The scorching housing market may get a splash of cool water this summer from rising inventory

Will Daniel
By
Will Daniel
Will Daniel
Will Daniel
By
Will Daniel
Will Daniel
April 6, 2022, 6:00 AM ET

It’s no secret that the U.S. Housing market has been blazing in 2022. The average annual rate of U.S. Home price appreciation hit a record high of 19.2% in January, and buyers are engaged in bidding wars like never before. 

While soaring mortgage rates have caused mortgage applications to dip in recent weeks, it may take time for waning demand to translate to lower prices.

After a decade of underdevelopment, historically low inventory continues to put pressure on the U.S. Housing market, but there may be good news on the horizon for prospective home buyers. 

A whopping 64% of prospective sellers anticipate placing their homes on the market within the next six months, according to a recent Realtor.com survey. That means more inventory this summer for a market that desperately needs it.

After all, in March, active home listings in the U.S. Were down roughly 18.6% compared to a year ago. And the U.S housing market is facing a shortage of nearly 6 million new single-family homes.

++++++++++++++++++++

> **Short exercise A**: Write out the lines of the records word for word, beginning at the line that has "in black jacket" and stopping after the line that has "(1287, 866)".
The article and the records have no connection to each other.

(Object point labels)
++++++++++++++++++++

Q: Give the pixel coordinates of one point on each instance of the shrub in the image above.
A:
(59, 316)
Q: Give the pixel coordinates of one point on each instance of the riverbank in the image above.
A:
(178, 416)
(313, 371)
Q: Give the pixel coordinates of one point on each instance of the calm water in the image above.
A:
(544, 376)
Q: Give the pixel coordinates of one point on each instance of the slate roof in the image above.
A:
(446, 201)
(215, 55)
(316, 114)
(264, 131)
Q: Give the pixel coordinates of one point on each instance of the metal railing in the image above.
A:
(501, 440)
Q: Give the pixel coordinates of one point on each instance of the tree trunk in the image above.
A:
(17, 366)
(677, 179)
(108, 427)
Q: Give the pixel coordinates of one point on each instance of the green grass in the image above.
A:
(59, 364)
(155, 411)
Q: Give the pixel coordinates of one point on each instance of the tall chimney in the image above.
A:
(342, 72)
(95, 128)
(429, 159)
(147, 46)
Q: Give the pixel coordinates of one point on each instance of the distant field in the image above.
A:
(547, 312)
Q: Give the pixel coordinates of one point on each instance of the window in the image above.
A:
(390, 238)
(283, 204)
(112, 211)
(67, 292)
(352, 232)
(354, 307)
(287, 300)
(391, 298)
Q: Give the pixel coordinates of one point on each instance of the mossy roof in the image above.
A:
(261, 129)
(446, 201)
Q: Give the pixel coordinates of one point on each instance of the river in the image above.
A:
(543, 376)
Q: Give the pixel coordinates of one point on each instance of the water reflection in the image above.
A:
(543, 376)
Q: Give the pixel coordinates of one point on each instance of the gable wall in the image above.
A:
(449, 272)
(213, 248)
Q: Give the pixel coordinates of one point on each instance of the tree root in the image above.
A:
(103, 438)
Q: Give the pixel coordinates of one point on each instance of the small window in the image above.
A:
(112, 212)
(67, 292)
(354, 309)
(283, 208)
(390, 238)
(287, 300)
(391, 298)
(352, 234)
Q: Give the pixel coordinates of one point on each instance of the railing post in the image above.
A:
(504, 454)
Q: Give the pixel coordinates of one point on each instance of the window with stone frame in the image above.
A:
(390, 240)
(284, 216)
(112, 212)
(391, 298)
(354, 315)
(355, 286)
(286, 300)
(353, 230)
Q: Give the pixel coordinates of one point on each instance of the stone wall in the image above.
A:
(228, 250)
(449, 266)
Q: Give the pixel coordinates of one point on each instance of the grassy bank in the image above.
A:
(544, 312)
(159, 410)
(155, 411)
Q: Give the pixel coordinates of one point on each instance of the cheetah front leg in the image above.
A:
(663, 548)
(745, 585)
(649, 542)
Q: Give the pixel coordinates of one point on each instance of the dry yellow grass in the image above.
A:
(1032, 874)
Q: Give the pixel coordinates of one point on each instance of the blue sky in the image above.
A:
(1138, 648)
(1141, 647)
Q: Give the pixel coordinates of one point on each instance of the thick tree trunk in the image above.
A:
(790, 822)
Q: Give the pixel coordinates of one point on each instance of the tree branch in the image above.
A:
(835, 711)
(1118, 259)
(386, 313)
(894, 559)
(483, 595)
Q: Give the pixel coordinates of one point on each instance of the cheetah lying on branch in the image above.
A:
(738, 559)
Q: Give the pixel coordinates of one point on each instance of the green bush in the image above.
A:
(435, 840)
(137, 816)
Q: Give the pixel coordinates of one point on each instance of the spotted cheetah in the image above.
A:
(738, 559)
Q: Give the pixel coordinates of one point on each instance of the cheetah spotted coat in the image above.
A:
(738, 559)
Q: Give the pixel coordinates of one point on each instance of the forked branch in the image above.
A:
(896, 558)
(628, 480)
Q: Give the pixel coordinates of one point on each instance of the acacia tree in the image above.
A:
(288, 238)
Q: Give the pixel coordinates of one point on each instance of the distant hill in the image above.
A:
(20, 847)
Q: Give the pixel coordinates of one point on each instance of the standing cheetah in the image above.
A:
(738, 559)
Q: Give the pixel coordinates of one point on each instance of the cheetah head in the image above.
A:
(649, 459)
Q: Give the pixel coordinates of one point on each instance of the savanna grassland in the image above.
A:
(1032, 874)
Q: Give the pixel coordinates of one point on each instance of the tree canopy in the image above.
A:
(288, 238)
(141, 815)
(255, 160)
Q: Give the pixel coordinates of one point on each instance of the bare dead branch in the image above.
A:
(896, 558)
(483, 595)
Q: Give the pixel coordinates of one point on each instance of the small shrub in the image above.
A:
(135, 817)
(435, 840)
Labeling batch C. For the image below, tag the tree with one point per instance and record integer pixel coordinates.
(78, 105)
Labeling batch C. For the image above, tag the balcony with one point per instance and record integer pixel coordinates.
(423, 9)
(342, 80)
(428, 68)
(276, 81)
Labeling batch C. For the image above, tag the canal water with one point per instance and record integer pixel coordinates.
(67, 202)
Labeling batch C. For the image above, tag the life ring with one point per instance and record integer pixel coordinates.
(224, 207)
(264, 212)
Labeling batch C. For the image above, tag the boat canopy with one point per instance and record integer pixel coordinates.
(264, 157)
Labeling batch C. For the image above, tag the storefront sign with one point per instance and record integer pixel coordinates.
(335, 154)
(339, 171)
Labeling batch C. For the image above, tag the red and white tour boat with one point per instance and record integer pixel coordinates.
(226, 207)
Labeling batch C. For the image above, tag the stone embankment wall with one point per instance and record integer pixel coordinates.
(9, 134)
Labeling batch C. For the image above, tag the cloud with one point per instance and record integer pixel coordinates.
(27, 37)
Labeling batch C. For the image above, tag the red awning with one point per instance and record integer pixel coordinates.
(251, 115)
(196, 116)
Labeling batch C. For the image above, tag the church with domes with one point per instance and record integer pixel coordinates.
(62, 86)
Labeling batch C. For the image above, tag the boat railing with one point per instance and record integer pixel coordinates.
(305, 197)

++++++++++++++++++++

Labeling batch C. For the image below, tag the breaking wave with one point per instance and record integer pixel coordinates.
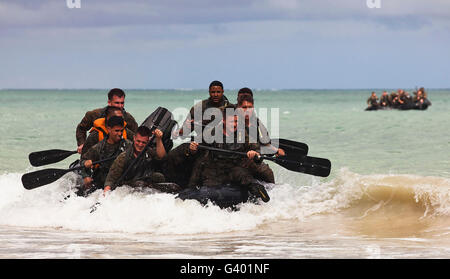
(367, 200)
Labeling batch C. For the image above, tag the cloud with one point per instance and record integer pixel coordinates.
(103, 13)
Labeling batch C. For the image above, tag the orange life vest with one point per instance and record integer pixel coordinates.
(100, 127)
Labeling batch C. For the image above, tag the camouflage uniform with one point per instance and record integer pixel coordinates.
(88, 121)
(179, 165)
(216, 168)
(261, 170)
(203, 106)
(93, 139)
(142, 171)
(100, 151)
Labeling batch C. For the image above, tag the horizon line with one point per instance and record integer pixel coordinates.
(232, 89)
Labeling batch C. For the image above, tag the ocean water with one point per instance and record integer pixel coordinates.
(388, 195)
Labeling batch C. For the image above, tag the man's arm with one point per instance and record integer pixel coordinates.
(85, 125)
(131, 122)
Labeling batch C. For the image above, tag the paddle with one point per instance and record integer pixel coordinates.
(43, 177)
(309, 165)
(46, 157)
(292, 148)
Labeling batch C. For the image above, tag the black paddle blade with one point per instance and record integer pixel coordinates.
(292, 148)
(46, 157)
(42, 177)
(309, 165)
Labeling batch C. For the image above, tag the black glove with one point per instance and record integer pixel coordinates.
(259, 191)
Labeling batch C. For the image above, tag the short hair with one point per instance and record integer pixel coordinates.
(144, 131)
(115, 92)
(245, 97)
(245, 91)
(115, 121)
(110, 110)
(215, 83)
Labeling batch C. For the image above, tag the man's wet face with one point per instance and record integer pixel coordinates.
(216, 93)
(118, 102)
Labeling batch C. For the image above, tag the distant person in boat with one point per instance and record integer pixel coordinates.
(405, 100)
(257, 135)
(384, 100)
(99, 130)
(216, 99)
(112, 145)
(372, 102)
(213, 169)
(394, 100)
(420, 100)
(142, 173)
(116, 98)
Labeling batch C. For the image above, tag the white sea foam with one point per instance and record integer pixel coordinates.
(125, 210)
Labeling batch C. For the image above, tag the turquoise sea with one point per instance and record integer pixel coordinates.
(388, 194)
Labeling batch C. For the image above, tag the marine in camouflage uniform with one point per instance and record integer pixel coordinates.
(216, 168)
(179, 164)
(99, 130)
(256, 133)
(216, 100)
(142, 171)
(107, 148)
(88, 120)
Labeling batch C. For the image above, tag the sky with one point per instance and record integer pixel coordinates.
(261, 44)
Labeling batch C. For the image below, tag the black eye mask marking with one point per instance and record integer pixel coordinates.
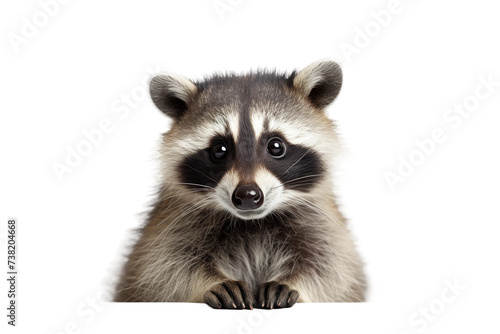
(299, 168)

++++++++++++++++++++

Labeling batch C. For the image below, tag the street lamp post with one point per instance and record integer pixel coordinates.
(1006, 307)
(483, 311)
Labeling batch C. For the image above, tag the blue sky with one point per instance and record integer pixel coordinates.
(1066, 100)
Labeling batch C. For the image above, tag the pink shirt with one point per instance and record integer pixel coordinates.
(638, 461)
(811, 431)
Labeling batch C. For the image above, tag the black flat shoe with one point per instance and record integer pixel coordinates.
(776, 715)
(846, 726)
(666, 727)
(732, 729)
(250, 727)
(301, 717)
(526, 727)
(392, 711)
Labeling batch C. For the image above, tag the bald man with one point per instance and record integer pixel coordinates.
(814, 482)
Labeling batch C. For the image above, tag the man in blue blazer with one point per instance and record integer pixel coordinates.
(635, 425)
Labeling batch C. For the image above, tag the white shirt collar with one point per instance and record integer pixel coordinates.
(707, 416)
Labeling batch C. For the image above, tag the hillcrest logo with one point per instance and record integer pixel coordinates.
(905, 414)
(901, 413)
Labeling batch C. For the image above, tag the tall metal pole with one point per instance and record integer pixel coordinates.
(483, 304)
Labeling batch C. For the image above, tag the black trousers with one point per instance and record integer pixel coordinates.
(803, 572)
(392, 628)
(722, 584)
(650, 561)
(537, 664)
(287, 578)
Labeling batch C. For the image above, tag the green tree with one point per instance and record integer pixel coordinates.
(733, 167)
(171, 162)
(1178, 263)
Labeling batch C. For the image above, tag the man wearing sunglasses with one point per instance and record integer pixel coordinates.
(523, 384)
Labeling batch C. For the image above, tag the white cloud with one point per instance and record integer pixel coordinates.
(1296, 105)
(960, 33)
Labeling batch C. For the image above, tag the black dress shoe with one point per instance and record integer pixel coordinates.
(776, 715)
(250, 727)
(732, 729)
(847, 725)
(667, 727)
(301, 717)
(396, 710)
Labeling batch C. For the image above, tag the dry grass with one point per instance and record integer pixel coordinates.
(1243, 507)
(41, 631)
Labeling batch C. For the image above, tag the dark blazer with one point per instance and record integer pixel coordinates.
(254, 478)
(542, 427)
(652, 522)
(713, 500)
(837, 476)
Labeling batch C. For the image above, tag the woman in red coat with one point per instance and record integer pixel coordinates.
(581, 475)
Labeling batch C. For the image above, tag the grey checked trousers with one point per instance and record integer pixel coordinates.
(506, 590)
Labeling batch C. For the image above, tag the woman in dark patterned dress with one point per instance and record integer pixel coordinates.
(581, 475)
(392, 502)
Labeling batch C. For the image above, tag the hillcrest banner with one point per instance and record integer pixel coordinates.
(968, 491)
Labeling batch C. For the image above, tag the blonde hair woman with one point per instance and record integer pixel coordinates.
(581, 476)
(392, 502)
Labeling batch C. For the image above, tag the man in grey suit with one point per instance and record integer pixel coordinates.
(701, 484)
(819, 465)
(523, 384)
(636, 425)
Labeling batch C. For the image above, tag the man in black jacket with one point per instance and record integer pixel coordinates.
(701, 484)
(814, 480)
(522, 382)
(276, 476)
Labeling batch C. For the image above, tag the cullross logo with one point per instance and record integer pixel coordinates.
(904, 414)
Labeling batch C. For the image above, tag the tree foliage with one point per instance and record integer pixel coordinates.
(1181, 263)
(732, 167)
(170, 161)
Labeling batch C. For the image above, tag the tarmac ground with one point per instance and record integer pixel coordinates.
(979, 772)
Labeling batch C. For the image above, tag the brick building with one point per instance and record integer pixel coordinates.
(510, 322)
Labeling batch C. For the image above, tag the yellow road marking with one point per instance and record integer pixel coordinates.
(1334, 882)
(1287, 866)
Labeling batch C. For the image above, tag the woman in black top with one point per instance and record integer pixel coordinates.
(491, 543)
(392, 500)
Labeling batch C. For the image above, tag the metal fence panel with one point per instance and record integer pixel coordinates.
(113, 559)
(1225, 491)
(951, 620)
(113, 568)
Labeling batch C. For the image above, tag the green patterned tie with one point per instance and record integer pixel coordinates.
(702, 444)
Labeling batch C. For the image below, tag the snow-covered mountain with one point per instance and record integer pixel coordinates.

++++++++++++++++++++

> **Short exercise B**: Give again the passage of the housing market article word for word, beginning at the words "The scorching housing" and stopping after the words "like never before.".

> **Solution A**:
Labeling batch C. For the image above, tag the man in black jacket with one point per instance and record integer pixel coordinates.
(701, 484)
(814, 480)
(522, 382)
(276, 476)
Labeling batch C. For the image above, tag the cullross logo with one point per instance and record integer pixel coordinates.
(904, 414)
Labeling batch C. For the image above, tag the tree foliage with one point per instance and record integer pixel coordinates.
(1181, 263)
(732, 167)
(170, 161)
Labeling batch C. For the image above, tag the tarmac ground with one point per instance and record integer pixel coordinates.
(979, 772)
Labeling batch C. For the image above, tag the brick building with one point per instance and record integer pixel coordinates.
(510, 322)
Labeling batch C. For the image above, tag the yellow road marking with one point per instance and record integer pixel coordinates.
(1334, 882)
(1287, 866)

> **Solution B**:
The scorching housing market may get a splash of cool water this summer from rising inventory

Will Daniel
By
Will Daniel
Will Daniel
Will Daniel
By
Will Daniel
Will Daniel
April 6, 2022, 6:00 AM ET

It’s no secret that the U.S. Housing market has been blazing in 2022. The average annual rate of U.S. Home price appreciation hit a record high of 19.2% in January, and buyers are engaged in bidding wars like never before.